*** Opening Data for this exercise ***

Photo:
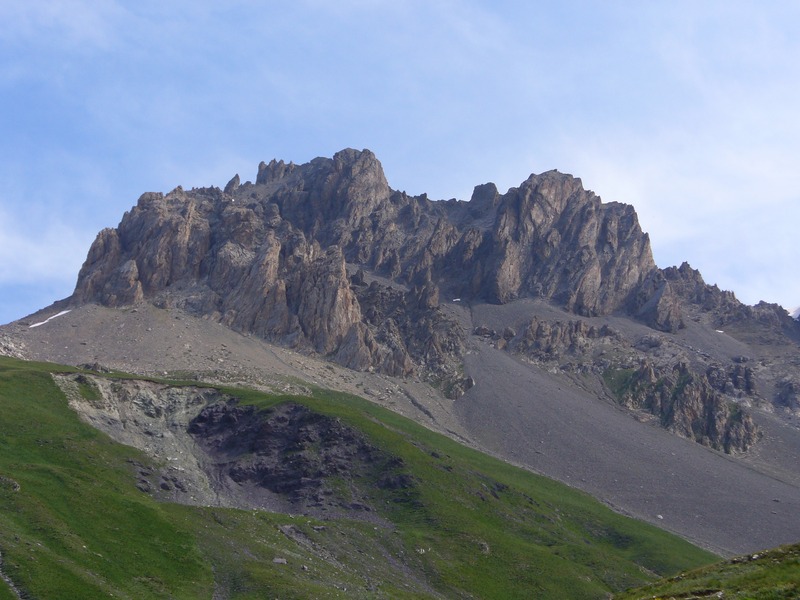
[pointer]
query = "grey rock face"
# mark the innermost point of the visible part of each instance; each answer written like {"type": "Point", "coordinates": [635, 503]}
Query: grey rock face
{"type": "Point", "coordinates": [271, 259]}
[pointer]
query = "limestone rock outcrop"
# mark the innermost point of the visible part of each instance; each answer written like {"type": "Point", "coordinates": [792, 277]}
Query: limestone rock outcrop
{"type": "Point", "coordinates": [326, 258]}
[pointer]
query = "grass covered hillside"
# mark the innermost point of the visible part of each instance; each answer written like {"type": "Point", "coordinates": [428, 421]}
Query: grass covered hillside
{"type": "Point", "coordinates": [420, 516]}
{"type": "Point", "coordinates": [769, 575]}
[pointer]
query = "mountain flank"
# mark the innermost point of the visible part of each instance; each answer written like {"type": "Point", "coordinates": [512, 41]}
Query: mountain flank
{"type": "Point", "coordinates": [533, 324]}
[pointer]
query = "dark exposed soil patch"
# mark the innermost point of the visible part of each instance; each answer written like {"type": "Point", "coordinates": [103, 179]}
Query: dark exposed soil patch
{"type": "Point", "coordinates": [293, 459]}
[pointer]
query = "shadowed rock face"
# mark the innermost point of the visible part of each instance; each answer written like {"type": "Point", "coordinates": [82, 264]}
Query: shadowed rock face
{"type": "Point", "coordinates": [271, 258]}
{"type": "Point", "coordinates": [325, 257]}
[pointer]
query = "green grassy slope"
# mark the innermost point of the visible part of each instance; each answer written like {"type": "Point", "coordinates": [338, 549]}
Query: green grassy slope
{"type": "Point", "coordinates": [73, 524]}
{"type": "Point", "coordinates": [769, 575]}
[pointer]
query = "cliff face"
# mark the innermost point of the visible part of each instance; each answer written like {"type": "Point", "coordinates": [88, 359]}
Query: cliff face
{"type": "Point", "coordinates": [271, 258]}
{"type": "Point", "coordinates": [325, 257]}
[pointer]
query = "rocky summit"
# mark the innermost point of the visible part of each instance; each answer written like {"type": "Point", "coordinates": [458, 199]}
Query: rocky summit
{"type": "Point", "coordinates": [533, 324]}
{"type": "Point", "coordinates": [325, 257]}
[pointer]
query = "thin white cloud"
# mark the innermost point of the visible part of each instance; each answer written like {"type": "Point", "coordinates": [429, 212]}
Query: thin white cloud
{"type": "Point", "coordinates": [32, 252]}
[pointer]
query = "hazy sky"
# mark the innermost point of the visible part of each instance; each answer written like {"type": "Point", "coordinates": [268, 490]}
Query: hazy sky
{"type": "Point", "coordinates": [688, 110]}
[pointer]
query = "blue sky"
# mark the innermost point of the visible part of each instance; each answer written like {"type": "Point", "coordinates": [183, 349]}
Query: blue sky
{"type": "Point", "coordinates": [687, 110]}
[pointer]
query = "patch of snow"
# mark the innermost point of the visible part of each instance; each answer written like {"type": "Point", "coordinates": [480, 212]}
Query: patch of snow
{"type": "Point", "coordinates": [63, 312]}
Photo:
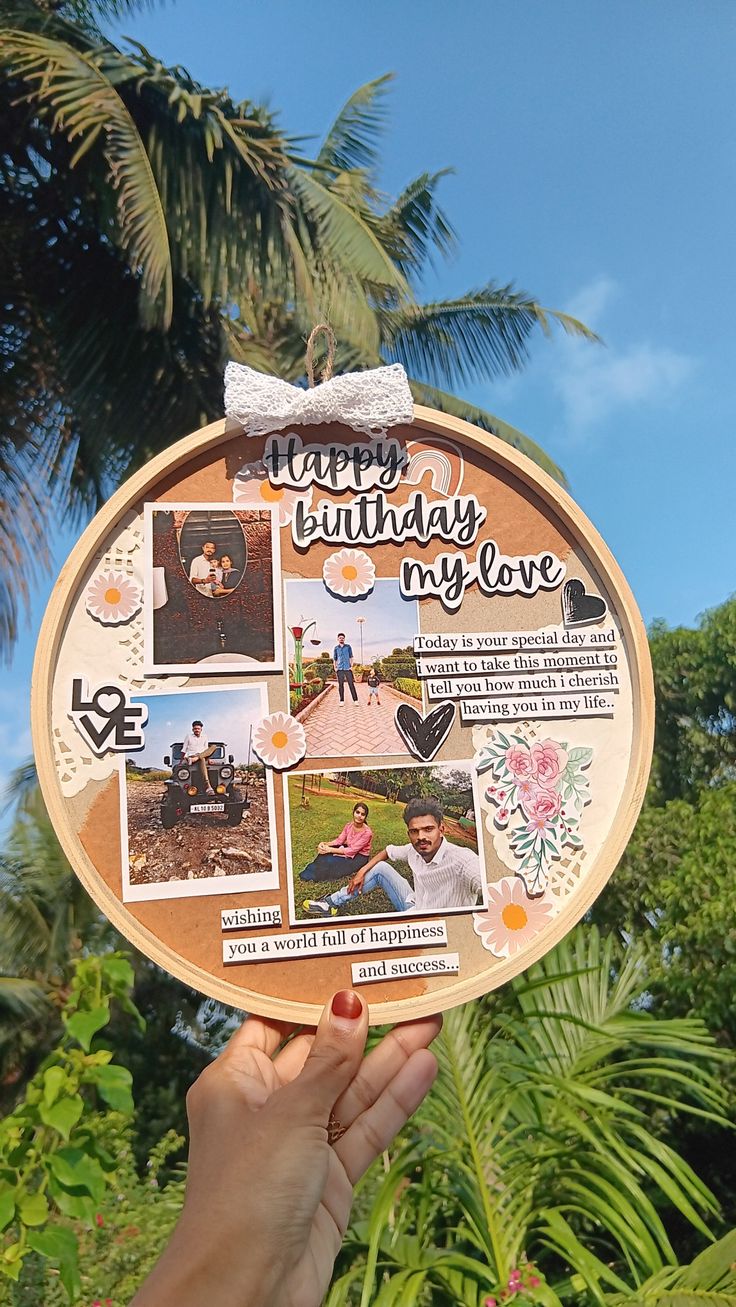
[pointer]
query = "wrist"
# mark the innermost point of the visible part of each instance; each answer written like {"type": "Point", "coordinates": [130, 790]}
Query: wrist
{"type": "Point", "coordinates": [183, 1277]}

*** Closing Data for this exercise ***

= To do =
Repeat each of the records exactly as written, except for the pictures, which are to be left out.

= Response area =
Photo:
[pointer]
query = "grey rock face"
# mark the innermost point of the visible part of each instance; each answer written like {"type": "Point", "coordinates": [635, 503]}
Query: grey rock face
{"type": "Point", "coordinates": [271, 259]}
[pointer]
query = "limestone rock outcrop"
# mark the innermost point of the visible part of each instance; each answer written like {"type": "Point", "coordinates": [792, 277]}
Query: limestone rock outcrop
{"type": "Point", "coordinates": [326, 258]}
[pointer]
query = "grass covered hillside"
# mark the innermost point of the visible part of each instance; each answer written like {"type": "Point", "coordinates": [428, 421]}
Query: grass covered hillside
{"type": "Point", "coordinates": [420, 516]}
{"type": "Point", "coordinates": [769, 575]}
[pointer]
query = "mountain flank"
# mark the innermost point of the visible part of each instance; each answer written like {"type": "Point", "coordinates": [512, 41]}
Query: mountain flank
{"type": "Point", "coordinates": [533, 324]}
[pointer]
query = "dark exposed soil patch"
# mark the innermost point of the visible part of each instance; each answer written like {"type": "Point", "coordinates": [103, 179]}
Query: dark exposed soil patch
{"type": "Point", "coordinates": [293, 459]}
[pointer]
query = "shadowed rock face"
# mark the innermost point of the visible part of each instance; each answer written like {"type": "Point", "coordinates": [82, 264]}
Query: shadowed rock face
{"type": "Point", "coordinates": [271, 258]}
{"type": "Point", "coordinates": [325, 257]}
[pointer]
query = "green grassy slope"
# mark the innermost point of the visible part of each instance; each answer written like {"type": "Point", "coordinates": [338, 549]}
Query: green grassy slope
{"type": "Point", "coordinates": [73, 524]}
{"type": "Point", "coordinates": [769, 575]}
[pointer]
query = "cliff face"
# mark the innermost point of the visible part of each instance; each answer written like {"type": "Point", "coordinates": [88, 359]}
Query: cliff face
{"type": "Point", "coordinates": [271, 258]}
{"type": "Point", "coordinates": [325, 257]}
[pointer]
query = "rocky summit"
# mark the innermost point of the visible part of each instance; each answer written like {"type": "Point", "coordinates": [458, 199]}
Query: rocky summit
{"type": "Point", "coordinates": [533, 324]}
{"type": "Point", "coordinates": [325, 257]}
[pointer]
query = "thin white cloud"
# mark the innermost point of the visible part of each instance; each answer written like {"type": "Point", "coordinates": [429, 212]}
Query: thin white cloud
{"type": "Point", "coordinates": [32, 252]}
[pointer]
query = "hazy sky"
# mark the innermost point of the visible part of each instance; each answer written like {"type": "Point", "coordinates": [268, 490]}
Query: hazy sky
{"type": "Point", "coordinates": [688, 110]}
[pointer]
query = "blue sky"
# mark the innermost point of the visible part of each instance; each answer written like {"type": "Point", "coordinates": [183, 349]}
Query: blue sky
{"type": "Point", "coordinates": [687, 110]}
[pointer]
query = "patch of snow"
# mark the innermost point of the visible part of each instance; each answer written like {"type": "Point", "coordinates": [480, 212]}
Query: patch of snow
{"type": "Point", "coordinates": [63, 312]}
Photo:
[pointer]
query = "wrist"
# mark the innermost point of the visible part of each instance; each answer written like {"type": "Point", "coordinates": [130, 790]}
Query: wrist
{"type": "Point", "coordinates": [183, 1277]}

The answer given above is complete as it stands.